● **WORK INSTRUCTIONS**
Carry on the article below about native IPv6 in edge Kubernetes networking, picking up right after its last sentence.

● **QUOTED TEXT**
· 8 min read ·

How Native IPv6 Flattens the Edge Kubernetes Networking Stack

Source: lobsters

Henrik Gerdes’s writeup on native IPv6 Kubernetes for edge routing is a good practical account of setting this up, but the more interesting question underneath it is why the approach works as well as it does architecturally. The answer has everything to do with what NAT costs you at the edge and what IPv6 makes structurally unnecessary.

The Edge Routing Problem

In a managed Kubernetes cluster on a major cloud provider, you mostly do not think about how traffic reaches your pods. A cloud load balancer accepts external traffic, the cloud CNI manages pod networking, and the provider’s control plane stitches it together. The routing problem is solved by the infrastructure you are renting.

At the edge, none of that exists. You are running Kubernetes on bare metal or on small VMs in a facility that hands you a physical or virtual uplink and tells you to figure the rest out. That uplink carries one or a few IPv4 addresses. Your pods need to be reachable, your services need to be reachable, and the only tool traditionally available for this is NAT in various configurations: DNAT for inbound, SNAT or masquerade for outbound, with NodePort or MetalLB bridging the gap between the pod network and the external world.

[Extracted records]
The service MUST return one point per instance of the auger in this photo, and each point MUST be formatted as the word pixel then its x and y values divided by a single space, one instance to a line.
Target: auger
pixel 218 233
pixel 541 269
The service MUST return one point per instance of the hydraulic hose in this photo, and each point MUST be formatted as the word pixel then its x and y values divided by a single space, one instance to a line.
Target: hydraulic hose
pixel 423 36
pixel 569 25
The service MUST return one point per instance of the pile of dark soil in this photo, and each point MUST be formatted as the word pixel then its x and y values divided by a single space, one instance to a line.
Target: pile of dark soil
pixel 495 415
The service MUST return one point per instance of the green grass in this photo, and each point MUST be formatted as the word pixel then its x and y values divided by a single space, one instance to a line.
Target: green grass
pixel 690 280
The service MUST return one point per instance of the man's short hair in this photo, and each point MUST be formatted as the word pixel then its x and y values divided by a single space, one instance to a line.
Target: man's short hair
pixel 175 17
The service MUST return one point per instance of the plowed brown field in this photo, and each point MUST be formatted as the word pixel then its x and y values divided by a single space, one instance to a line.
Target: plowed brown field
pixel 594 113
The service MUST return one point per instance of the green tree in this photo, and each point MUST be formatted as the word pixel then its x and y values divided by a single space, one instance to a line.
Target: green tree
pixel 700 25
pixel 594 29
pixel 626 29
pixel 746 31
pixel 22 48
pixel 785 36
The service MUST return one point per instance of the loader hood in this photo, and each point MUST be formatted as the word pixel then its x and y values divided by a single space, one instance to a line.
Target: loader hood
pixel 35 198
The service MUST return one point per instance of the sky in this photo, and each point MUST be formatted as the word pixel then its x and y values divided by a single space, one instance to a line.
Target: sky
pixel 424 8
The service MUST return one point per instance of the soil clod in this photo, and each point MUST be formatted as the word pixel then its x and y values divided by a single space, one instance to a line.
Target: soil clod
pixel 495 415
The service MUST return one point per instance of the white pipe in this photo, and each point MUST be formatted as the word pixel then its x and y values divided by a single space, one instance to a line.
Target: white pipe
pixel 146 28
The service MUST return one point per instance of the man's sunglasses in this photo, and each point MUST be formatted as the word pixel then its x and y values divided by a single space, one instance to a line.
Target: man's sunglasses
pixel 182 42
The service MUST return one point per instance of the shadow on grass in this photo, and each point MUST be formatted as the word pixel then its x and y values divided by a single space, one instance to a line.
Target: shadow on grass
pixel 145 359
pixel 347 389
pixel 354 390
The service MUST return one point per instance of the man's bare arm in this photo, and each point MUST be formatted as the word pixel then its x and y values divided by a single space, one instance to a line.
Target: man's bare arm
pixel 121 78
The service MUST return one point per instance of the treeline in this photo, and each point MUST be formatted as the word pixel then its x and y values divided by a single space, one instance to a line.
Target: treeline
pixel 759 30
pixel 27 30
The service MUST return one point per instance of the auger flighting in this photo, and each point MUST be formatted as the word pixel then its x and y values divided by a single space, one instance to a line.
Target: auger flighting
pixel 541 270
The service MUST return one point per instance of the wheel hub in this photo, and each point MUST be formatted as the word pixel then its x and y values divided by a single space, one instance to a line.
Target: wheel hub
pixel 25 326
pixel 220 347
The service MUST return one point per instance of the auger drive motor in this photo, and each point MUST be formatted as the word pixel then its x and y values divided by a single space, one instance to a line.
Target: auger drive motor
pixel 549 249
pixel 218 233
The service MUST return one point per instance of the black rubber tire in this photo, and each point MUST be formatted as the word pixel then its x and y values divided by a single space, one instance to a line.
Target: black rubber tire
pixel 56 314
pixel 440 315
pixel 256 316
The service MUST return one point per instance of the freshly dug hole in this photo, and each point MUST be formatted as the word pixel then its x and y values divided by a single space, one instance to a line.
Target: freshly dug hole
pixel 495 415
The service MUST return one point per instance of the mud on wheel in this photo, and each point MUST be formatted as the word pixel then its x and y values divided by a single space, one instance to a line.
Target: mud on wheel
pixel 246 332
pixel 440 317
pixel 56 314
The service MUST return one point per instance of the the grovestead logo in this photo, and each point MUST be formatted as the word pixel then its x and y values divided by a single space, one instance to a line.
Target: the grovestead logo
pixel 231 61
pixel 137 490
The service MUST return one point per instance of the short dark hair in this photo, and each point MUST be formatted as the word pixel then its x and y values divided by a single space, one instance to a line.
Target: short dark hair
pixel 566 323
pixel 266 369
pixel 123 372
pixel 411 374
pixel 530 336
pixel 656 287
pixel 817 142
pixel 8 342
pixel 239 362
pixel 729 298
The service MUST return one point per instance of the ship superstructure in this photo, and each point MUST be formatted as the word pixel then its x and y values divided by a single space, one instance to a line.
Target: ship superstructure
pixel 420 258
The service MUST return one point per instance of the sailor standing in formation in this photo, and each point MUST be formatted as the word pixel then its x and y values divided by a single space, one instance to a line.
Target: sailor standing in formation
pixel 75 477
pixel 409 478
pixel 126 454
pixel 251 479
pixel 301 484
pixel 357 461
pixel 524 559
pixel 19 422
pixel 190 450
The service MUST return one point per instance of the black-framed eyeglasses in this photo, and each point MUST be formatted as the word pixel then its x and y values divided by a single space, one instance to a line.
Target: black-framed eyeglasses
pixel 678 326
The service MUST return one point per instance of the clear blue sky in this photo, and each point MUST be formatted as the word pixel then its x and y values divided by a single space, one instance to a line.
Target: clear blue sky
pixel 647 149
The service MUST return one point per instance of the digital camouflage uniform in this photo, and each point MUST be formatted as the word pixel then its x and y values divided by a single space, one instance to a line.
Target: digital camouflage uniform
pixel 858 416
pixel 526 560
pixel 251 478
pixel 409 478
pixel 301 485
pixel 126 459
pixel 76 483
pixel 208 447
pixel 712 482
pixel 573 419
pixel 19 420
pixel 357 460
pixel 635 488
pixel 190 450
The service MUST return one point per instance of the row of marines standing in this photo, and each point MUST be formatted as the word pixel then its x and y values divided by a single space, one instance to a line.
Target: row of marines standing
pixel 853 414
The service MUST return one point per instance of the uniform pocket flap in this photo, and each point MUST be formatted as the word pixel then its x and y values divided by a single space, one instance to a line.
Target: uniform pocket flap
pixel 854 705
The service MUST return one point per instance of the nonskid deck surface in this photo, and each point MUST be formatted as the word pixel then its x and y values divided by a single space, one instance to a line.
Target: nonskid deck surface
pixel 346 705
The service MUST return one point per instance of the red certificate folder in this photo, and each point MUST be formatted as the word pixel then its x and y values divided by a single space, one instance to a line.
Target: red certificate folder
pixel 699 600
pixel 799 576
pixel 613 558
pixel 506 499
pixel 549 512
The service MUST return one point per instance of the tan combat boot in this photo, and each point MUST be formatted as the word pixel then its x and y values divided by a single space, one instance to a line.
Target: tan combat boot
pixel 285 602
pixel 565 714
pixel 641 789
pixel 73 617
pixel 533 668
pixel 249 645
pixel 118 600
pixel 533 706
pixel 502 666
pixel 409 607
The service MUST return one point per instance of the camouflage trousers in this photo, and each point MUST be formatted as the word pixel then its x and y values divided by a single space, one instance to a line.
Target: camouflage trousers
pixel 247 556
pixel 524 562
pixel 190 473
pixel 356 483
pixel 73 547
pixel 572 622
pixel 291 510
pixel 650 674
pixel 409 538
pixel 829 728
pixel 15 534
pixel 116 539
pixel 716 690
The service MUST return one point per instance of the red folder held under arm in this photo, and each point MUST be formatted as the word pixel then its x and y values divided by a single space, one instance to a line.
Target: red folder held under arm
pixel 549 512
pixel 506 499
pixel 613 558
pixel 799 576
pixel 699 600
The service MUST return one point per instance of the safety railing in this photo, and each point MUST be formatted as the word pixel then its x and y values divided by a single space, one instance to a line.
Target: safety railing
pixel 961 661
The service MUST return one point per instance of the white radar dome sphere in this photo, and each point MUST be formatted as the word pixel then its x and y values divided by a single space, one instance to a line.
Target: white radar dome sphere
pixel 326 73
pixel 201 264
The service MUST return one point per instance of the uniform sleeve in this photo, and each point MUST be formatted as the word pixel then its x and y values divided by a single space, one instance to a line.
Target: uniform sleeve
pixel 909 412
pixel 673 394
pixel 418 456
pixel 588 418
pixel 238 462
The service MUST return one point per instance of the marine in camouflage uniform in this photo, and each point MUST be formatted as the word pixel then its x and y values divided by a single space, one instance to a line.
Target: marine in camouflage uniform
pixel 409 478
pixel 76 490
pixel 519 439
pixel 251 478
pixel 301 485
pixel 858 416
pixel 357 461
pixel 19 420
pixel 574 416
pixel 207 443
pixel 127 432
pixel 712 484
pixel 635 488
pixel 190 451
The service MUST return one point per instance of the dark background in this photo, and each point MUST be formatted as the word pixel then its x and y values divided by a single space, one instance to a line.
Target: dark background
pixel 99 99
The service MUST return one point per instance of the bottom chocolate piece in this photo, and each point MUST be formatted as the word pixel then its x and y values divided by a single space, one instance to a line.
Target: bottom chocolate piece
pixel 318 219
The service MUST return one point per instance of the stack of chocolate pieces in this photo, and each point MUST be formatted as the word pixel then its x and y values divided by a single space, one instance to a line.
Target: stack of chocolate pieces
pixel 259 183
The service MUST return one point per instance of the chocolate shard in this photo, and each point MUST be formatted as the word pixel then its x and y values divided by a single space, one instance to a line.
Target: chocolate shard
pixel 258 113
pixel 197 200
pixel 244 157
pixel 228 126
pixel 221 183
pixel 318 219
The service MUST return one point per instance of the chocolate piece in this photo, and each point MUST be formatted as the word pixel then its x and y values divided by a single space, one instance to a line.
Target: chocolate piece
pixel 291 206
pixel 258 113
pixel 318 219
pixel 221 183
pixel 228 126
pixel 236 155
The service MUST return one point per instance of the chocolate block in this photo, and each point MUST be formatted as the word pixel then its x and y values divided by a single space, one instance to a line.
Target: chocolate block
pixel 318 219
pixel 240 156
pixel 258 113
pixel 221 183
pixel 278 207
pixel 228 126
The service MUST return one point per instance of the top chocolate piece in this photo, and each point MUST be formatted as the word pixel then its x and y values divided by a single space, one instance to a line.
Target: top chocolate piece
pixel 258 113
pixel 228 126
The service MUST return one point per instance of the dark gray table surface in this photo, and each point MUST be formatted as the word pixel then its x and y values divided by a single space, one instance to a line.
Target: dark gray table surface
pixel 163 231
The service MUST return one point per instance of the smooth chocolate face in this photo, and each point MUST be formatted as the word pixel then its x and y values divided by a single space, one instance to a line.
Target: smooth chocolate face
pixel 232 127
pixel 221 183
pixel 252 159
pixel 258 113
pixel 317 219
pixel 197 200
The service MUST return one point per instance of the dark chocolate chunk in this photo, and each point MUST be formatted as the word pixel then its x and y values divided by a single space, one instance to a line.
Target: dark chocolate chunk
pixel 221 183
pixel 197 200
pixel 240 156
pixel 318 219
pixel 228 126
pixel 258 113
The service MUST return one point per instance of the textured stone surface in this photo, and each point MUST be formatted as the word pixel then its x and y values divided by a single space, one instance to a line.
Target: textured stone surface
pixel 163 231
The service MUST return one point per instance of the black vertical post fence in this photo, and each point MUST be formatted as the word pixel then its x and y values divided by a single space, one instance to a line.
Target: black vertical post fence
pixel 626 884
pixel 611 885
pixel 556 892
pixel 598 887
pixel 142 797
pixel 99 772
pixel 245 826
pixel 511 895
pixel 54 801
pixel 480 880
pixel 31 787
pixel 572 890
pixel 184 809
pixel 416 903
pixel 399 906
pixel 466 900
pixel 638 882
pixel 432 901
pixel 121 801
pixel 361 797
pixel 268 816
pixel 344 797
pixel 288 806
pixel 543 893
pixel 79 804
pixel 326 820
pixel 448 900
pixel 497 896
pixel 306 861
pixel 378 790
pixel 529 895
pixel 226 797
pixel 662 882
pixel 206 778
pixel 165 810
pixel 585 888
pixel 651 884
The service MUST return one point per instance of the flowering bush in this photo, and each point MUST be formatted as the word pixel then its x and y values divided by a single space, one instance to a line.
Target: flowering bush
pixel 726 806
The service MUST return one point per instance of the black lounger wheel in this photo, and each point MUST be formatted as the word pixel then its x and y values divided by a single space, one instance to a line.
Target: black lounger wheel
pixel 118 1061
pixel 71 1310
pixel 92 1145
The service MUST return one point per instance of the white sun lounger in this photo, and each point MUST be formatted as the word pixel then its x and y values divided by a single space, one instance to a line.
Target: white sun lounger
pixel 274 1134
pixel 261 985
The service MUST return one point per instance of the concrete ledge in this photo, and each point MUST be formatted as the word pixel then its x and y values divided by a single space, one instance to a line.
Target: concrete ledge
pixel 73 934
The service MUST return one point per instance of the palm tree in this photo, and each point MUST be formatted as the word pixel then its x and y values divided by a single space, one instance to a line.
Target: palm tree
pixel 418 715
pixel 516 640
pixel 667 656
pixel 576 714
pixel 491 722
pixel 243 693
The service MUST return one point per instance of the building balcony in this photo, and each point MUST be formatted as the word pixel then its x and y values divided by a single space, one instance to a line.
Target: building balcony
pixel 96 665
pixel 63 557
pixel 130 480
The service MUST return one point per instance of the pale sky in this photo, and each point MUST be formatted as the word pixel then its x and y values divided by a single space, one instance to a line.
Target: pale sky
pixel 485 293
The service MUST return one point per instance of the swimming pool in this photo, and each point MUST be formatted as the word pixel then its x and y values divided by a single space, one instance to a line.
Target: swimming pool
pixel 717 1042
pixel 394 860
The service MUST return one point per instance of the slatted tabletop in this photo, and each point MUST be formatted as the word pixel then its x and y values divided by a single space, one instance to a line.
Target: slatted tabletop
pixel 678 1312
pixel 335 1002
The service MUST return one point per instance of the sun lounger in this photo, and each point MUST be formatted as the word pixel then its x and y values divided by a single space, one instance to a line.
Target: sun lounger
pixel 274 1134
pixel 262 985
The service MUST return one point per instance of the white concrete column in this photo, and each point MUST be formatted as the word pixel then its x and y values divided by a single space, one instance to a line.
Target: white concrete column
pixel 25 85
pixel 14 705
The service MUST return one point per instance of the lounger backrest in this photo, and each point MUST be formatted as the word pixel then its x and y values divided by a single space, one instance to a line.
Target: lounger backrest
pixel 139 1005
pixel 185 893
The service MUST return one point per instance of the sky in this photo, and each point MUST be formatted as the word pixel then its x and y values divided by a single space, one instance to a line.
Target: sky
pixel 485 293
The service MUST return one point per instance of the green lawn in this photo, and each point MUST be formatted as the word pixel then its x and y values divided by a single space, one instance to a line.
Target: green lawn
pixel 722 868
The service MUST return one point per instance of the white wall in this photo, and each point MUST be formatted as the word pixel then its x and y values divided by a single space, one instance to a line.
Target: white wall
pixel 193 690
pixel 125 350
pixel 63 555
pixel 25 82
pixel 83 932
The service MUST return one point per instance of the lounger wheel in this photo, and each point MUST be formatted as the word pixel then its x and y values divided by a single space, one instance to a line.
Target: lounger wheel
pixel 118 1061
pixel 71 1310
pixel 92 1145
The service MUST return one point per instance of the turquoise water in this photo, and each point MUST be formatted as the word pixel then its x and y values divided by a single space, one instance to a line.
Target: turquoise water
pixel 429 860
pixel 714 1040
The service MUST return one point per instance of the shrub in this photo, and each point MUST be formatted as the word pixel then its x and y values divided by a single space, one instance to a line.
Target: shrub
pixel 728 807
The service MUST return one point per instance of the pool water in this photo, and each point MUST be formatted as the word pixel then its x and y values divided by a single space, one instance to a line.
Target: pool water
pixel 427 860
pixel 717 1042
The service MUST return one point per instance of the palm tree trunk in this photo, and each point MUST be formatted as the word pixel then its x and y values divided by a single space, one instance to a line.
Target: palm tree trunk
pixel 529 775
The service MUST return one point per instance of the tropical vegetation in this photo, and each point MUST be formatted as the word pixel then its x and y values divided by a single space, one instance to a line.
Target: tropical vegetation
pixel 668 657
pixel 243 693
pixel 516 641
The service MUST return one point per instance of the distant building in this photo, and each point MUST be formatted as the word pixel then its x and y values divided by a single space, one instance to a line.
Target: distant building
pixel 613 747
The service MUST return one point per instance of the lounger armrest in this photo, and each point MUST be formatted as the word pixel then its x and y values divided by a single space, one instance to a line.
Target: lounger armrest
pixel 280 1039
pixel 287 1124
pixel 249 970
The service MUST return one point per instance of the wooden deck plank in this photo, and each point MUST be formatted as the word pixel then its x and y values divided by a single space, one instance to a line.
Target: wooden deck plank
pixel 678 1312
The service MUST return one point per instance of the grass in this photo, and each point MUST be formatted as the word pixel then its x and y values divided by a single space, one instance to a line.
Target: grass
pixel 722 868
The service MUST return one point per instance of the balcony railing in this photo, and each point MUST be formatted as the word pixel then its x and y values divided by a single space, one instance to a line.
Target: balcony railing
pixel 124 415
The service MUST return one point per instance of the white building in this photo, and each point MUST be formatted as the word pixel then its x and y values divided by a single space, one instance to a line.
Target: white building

● **RESULT OF THE TASK**
This works, but it introduces statefulness, asymmetric routing risks, and protocol-level problems for anything that embeds IP addresses in its application layer. SIP, FTP, some gRPC-over-QUIC configurations, and ICE-based WebRTC all behave differently or worse behind NAT. More mundanely, every hop through NAT is a table lookup with a finite capacity. kube-proxy’s iptables-based NAT has well-documented scaling problems past a few thousand services, and the nftables backend, while better, does not change the fundamental architecture.

What “Native Routing” Means

Before getting to IPv6, it is worth being precise about what “native routing” means in the Kubernetes CNI context, because the term gets used loosely.

All CNIs give pods IP addresses and allow pod-to-pod traffic. Where they differ is in how they carry that traffic between nodes. Overlay CNIs like Flannel with VXLAN or Calico with IPIP encapsulate pod-to-pod packets inside node-to-node packets. The pod network is a virtual topology layered on top of the physical one. This works anywhere you can route between nodes, but it adds encapsulation overhead (VXLAN is typically 50 bytes per packet), requires MTU adjustments to avoid fragmentation, and hides pod IPs from the physical network.

Native routing CNIs, of which Cilium in native routing mode is the most capable, forward pod packets directly at the IP layer without encapsulation. Nodes need to know routes to each other’s pod CIDRs, either via static routes, a routing daemon, or BGP. The advantage is lower overhead and the fact that pod IPs are visible to the physical network. That visibility is what makes true edge routing possible.

IPv6 Changes the Premise

With IPv4, the fundamental problem at the edge is address scarcity. You have one or a handful of public addresses. Your pod CIDR is RFC 1918 space. The gap between those two realities is bridged by NAT. The complexity of Kubernetes service networking, the existence of NodePort, the baroque iptables rules kube-proxy generates, all of this is downstream of the original sin of not having enough public addresses.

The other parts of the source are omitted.